TASK REQUIREMENTS
Replace "crumpled gold foil wrapper" with "gold candy wrapper" throughout the rows below and write them out again with nothing else changed. Omit the pictures from your answer.

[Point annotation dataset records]
++++++++++
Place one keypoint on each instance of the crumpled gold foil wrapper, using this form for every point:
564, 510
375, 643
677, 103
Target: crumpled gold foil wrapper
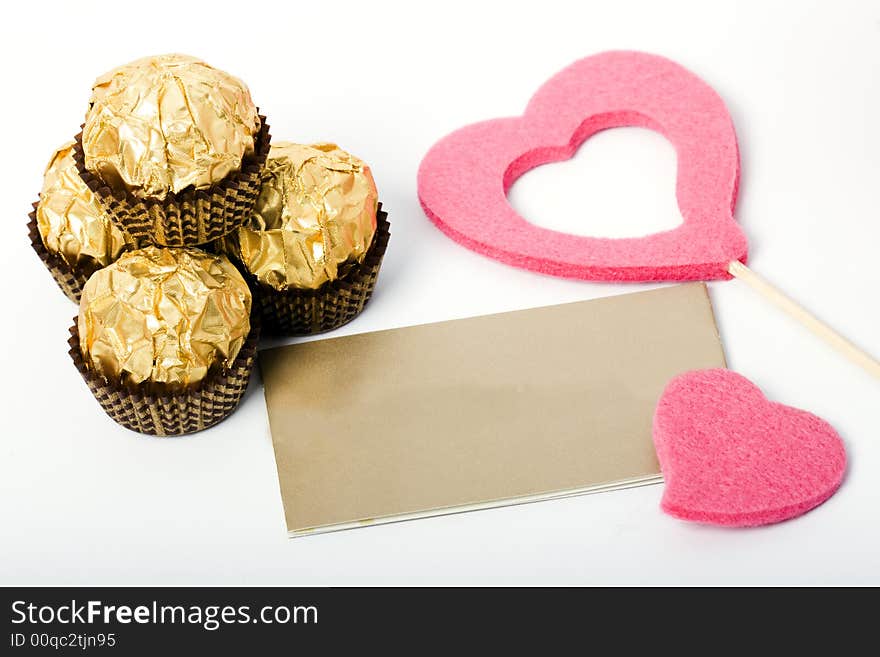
++++++++++
TASK SOLUTION
Place one keypoint on each instance of the gold candy wrapper, using this form for every point:
564, 510
375, 643
677, 103
Target: gold candy wrapper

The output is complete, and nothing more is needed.